WHAT TO PRODUCE: Rescale the records below by rewriting every line of them in full, multiplying each point coordinate in the answers by 2.2. Round each result to a whole number, rounding halves up.
[Start INFORMATION SUPPLIED]
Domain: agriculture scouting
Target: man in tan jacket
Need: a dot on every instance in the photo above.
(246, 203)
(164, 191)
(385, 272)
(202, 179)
[End INFORMATION SUPPLIED]
THE ANSWER:
Domain: agriculture scouting
Target: man in tan jacket
Need: a dot on every instance in the photo above.
(541, 447)
(361, 420)
(847, 598)
(444, 394)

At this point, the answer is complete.